======== Data listing ========
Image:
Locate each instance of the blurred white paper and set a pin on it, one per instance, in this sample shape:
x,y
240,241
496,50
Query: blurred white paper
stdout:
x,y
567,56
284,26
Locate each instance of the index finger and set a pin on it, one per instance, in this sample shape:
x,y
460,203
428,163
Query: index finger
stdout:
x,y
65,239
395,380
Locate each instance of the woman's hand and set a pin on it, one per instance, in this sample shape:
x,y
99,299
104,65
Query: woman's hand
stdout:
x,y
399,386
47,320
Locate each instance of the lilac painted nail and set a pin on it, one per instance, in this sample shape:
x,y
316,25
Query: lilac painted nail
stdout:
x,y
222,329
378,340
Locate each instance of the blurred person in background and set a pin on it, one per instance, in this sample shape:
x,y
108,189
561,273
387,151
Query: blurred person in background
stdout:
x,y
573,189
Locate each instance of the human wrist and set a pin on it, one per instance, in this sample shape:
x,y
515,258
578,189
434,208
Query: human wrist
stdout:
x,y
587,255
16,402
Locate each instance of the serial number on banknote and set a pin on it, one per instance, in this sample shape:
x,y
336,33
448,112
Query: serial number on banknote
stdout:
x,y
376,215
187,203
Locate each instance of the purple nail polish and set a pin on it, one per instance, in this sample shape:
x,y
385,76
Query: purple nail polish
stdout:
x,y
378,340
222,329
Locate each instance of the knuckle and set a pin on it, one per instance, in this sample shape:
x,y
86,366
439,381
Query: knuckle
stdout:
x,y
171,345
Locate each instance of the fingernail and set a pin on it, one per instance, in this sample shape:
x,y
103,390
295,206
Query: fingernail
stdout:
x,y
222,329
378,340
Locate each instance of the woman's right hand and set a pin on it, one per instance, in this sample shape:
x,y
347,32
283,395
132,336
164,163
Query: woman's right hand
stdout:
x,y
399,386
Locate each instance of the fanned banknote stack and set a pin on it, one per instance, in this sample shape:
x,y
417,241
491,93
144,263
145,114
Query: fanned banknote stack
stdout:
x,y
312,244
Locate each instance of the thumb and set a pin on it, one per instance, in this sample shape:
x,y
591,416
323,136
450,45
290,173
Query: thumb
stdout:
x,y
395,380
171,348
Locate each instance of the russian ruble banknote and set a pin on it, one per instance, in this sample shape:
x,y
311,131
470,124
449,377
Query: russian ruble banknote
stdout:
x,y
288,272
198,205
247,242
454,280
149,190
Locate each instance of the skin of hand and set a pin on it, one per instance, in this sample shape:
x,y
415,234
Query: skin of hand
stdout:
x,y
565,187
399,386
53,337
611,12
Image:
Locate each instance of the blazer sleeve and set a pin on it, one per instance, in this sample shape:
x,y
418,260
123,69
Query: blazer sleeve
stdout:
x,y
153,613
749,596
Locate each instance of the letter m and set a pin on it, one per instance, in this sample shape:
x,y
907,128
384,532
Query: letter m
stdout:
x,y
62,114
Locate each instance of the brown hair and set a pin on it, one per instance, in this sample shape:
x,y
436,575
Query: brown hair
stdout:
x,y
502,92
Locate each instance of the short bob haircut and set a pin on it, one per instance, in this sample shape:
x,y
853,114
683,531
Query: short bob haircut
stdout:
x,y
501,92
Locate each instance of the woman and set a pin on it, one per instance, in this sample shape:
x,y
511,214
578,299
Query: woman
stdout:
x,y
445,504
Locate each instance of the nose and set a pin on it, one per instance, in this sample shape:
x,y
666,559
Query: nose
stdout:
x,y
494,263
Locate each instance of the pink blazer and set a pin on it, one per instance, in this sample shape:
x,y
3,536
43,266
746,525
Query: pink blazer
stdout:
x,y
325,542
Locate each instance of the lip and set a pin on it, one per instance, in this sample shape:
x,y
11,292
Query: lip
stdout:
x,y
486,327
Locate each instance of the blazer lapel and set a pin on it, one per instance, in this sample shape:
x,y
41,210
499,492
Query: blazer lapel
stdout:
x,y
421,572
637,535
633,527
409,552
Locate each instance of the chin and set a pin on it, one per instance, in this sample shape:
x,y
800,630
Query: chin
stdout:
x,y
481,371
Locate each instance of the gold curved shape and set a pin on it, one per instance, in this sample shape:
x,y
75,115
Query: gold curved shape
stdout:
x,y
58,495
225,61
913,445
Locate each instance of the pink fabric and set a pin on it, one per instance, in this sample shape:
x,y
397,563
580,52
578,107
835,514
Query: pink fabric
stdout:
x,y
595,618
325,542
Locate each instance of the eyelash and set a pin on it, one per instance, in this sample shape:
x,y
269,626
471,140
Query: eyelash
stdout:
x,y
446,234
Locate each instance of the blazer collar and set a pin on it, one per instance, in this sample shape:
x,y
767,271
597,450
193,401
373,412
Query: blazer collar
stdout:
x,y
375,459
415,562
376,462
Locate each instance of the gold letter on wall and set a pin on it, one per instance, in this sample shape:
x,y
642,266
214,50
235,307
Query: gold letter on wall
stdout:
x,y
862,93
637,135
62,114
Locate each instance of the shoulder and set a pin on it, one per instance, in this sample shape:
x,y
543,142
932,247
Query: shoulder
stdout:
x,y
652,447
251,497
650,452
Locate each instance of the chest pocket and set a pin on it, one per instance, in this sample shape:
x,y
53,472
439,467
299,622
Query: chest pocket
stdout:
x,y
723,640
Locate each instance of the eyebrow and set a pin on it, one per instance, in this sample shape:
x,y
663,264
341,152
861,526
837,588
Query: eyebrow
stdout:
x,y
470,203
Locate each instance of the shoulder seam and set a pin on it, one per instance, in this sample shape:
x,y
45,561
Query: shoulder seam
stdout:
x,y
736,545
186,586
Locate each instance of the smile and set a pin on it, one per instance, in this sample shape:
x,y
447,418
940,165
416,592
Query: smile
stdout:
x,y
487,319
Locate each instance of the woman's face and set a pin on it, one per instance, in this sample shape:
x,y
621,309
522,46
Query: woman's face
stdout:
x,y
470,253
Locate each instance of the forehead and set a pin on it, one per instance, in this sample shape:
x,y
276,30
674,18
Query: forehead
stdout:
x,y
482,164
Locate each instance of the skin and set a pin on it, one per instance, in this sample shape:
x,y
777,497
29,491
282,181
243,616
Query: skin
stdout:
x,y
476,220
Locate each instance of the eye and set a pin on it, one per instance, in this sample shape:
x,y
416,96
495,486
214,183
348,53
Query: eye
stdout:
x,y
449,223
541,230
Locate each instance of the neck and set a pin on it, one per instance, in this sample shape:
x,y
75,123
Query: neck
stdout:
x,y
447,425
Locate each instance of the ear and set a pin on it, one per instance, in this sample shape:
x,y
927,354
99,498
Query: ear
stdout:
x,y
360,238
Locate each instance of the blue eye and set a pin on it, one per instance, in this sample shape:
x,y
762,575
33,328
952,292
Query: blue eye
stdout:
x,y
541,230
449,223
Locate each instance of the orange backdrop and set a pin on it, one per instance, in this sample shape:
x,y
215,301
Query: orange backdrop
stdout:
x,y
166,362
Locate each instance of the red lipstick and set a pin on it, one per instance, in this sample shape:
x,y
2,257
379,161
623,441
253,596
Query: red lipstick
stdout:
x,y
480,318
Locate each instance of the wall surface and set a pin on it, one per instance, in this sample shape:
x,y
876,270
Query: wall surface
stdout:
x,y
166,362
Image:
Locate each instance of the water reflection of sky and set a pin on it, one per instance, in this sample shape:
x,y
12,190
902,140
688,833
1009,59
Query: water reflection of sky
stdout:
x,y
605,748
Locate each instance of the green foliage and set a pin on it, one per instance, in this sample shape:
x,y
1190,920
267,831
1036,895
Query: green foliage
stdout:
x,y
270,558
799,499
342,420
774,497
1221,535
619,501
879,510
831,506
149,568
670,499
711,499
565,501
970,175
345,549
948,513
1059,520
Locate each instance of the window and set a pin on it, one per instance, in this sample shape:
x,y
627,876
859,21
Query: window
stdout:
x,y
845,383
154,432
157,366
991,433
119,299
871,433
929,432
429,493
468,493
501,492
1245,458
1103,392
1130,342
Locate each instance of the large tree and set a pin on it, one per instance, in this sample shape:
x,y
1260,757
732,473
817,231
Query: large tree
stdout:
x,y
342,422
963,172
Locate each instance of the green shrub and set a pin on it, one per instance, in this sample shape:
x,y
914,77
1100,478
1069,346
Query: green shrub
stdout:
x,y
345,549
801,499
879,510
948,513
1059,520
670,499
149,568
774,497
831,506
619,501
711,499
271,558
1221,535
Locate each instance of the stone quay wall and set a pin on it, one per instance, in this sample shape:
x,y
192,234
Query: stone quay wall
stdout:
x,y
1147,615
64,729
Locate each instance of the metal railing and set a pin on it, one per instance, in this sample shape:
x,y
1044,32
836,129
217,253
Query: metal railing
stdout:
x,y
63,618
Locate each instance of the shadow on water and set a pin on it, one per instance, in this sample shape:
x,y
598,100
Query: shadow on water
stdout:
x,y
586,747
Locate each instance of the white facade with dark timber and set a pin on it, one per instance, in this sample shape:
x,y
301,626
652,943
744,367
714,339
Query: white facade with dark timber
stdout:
========
→ **Required task**
Reproduce exactly the lines from the one with "Locate each instance of the stone" through the end of the entries above, both ends included.

→ **Response**
Locate each instance of the stone quay wall and set a pin on it, one per instance, in this sample shape:
x,y
192,234
Query: stone quay wall
stdout:
x,y
1147,615
64,729
Locate each instance of the metal railing and set a pin on it, one per instance, in this sample shape:
x,y
1044,32
836,129
217,253
Query: metal railing
stdout:
x,y
63,618
Locate each instance of the shadow on water and set a pin on it, one per instance, in this sample shape:
x,y
598,100
Query: shadow on water
stdout:
x,y
586,747
Locate each instance of the white facade with dark timber and set a pin on it, one per instance, in this sample shape:
x,y
301,626
652,943
744,367
714,339
Query: white facade with dark timber
stdout:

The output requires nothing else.